Excerpted text:
A place to turn
Campus center led by Ellen Reibling develops award-winning suicide prevention site
Like many students who visit the UCI Health Education Center, the young woman who walked in a couple years ago was troubled by something she couldn’t explain: Her hair was falling out. Was she having a reaction to her shampoo, she asked? Once she was behind closed doors, the center staff discovered the real cause of her hair loss: She was suffering from a serious eating disorder. They told her how to get help and connected her with the appropriate services.
“People can wander in here without an appointment,” says Ellen Reibling, Ph.D. ’04, center director. “Every question is just as important as the next.”
As founding director since 1990, Reibling’s vision was to promote healthy lifestyle choices and educate students about diseases and other potential health problems. An important aspect of these efforts is UCI’s innovative suicide prevention Web site, Don’t Erase Your Future (www.donteraseyourfuture.org).
The site presents five historical icons – Albert Einstein, Rosa Parks, Martin Luther King, William Shakespeare and Marie Curie – and describes how, if they had committed suicide after encountering difficulties in their lives, all their contributions would have been lost.
“At 18 William Shakespeare got his unwed girlfriend pregnant,” the site proclaims. “What if he had committed suicide instead of writing his masterpieces?” It includes warning signs of suicide and provides links to campus resources and suicide prevention hotlines.
“At least two UCI students used the suicide prevention hotline and got treatment as a result of the campaign,” Reibling says. “Every life is precious, and this showed the system was working.”
Launched in 2006, Don’t Erase Your Future is partly funded by an annual federal grant of $75,000 and was developed in partnership with Better World Advertising. The American Public Health Association will honor the site with the “Best Electronic Materials” award at their annual convention in Washington, D.C., in November.
Reibling became a proponent of using electronic media to change student behavior while pursuing a doctorate in environmental health, science and policy at UCI. While working part-time at the center, she wrote a dissertation on the use of anti-tobacco ads to reduce smoking among youth. The insights she gained in graduate school contributed to the success of the suicide prevention site.
Reibling plans to expand use of Don’t Erase Your Future beyond UCI and has received inquiries from other universities interested in adopting it.
“Helping others is part of my personality; it just floats my boat,” Reibling says. “It’s hard to see students in distress when there’s help out there. This Web site is a sign post, a bridge to services.”

List of tasks:
A - Name the historical icons presented on the suicide prevention site, according to the article about the UCI Health Education Center.
B - Answer these questions from the article about the UCI Health Education Center:
(i) Since what year has Ellen Reibling been the center's founding director?
(ii) In what year was Don't Erase Your Future launched?
(iii) What award will the American Public Health Association give the site?

Listed records:
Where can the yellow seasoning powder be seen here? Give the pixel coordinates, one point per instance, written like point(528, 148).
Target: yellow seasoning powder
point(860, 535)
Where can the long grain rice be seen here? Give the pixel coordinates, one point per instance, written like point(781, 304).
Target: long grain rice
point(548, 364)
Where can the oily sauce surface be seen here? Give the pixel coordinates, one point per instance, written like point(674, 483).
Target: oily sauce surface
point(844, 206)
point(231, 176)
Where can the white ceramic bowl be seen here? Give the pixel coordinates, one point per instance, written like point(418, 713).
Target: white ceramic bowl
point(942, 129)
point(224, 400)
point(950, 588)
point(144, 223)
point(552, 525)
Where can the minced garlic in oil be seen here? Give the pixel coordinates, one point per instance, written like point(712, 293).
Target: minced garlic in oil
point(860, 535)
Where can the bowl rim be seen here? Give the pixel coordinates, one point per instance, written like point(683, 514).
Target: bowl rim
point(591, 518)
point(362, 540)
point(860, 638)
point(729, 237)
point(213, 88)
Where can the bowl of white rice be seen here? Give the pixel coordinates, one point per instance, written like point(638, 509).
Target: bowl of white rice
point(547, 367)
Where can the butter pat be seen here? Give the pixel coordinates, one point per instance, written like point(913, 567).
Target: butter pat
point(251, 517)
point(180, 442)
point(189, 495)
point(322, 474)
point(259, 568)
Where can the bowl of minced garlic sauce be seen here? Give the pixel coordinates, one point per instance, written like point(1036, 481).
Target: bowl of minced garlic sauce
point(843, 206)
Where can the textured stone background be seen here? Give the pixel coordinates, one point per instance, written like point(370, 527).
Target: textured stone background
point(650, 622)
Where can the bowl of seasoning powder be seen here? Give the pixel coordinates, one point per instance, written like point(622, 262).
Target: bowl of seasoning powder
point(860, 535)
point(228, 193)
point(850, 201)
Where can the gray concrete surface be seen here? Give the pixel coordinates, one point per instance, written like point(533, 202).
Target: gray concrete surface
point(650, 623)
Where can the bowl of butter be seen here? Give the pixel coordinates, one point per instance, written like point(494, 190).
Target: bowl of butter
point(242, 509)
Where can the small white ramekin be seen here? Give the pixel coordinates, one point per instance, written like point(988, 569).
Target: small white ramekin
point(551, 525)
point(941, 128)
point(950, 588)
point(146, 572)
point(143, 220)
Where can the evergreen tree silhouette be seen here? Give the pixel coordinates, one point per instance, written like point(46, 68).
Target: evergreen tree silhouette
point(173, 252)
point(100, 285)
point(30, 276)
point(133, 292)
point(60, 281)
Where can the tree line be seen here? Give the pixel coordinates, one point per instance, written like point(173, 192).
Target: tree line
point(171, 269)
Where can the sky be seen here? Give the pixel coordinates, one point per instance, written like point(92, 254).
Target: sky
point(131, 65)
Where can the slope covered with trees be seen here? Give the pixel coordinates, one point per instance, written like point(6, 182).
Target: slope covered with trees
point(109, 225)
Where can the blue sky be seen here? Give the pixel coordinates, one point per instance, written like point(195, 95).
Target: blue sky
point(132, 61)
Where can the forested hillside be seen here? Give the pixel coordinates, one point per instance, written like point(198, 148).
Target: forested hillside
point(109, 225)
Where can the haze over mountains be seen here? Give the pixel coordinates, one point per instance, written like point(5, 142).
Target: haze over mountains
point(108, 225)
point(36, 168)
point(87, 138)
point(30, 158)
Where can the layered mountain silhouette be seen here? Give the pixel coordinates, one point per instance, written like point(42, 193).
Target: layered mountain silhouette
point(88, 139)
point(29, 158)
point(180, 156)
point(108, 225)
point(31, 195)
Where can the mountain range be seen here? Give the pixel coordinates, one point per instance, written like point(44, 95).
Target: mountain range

Exercise responses:
A -
Albert Einstein
Rosa Parks
Martin Luther King
William Shakespeare
Marie Curie

B -
(i) 1990
(ii) 2006
(iii) The "Best Electronic Materials" award